» Source data
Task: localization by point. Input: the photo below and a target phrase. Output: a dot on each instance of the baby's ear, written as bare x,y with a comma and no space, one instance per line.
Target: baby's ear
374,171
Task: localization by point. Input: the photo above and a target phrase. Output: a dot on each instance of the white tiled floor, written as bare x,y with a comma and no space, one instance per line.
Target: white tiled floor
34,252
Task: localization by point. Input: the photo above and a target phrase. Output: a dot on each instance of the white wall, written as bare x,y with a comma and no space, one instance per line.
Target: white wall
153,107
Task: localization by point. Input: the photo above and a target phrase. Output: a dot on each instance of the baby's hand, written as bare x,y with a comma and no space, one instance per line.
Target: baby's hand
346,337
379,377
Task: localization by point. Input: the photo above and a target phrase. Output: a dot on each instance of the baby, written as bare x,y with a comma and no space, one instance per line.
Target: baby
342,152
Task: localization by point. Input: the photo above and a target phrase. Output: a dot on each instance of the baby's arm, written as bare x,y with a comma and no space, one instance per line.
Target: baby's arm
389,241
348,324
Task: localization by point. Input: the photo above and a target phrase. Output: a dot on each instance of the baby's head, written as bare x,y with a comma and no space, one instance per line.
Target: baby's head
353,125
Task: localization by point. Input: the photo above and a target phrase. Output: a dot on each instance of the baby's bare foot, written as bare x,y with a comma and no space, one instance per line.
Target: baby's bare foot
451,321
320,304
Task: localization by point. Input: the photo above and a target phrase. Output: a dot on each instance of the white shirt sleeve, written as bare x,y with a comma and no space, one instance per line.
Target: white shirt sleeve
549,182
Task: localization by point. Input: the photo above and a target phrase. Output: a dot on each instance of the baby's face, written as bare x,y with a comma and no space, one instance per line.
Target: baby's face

--

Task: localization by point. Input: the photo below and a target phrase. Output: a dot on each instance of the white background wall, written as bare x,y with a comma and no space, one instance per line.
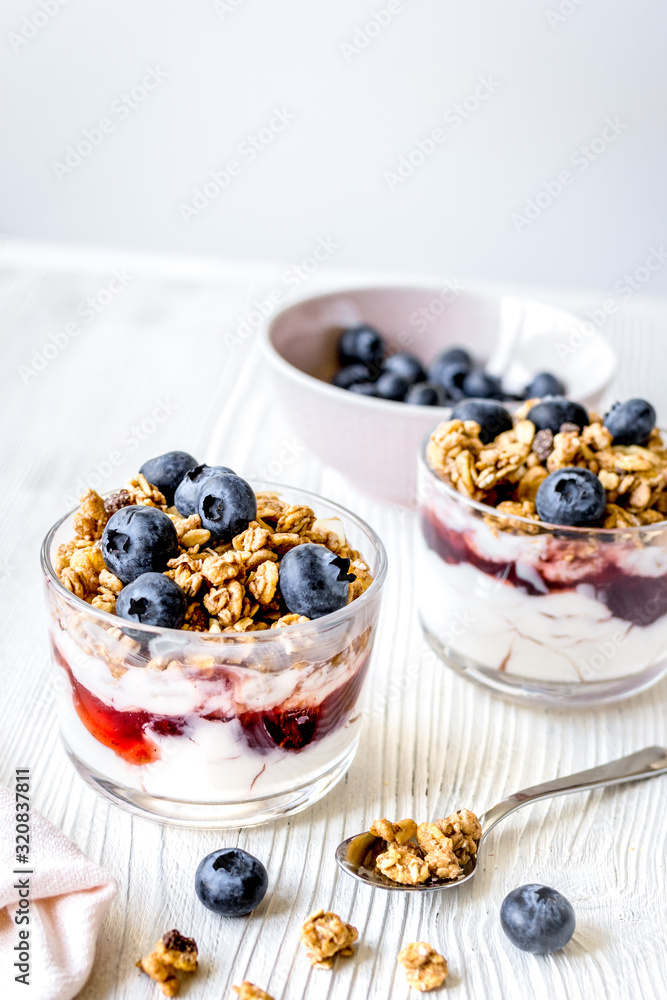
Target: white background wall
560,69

» Directions for this task
Only the lines above from the one with "baby's ear, written" through the one with "baby's head, written" should be duplicated, character for character.

» Solved problem
Task: localization by point. Input: the photo below and a target phrase. Output: a dot on each instance of the baby's ear, written as bare x,y with a comma and no space, one instance per line.
Target: baby's ear
374,171
Task: localization by point. Input: the photo above and a target phrase. Output: a dot on each instance of the white tiled floor, written as bare x,y with a comma and no space, one instance per line.
Target: white tiled floor
34,252
Task: localization by point. Input: the photo above and a target phrase. Output: a dot on each instance of the white wall, written as bare x,y with a comma and no space, one instance per line.
Target: white wall
153,107
Task: localization by point. Input: the photo above and a target phrase. Output: a dot on each instance of the baby's hand, written as bare x,y with a comma and no space, one instance per line.
Target: baby's hand
346,337
379,377
Task: localization by point. Input: the photo above and a target phrase. Output: a dot on each instance of the baby, written as bare x,y with a comma and no space, one instance per line.
Target: baby
342,152
Task: localization by point. Input: the photo above and a target phrase. Output: a dot on each instance of the baby's arm, written as bare x,y with a comma and no space, one instance per line.
Target: baby's arm
389,241
348,324
Task: localization by point. Input: the photo above and a target phrase. Output: a dot on each instance of the baby's head, written as bare x,y with a comma and no space, one instance per line.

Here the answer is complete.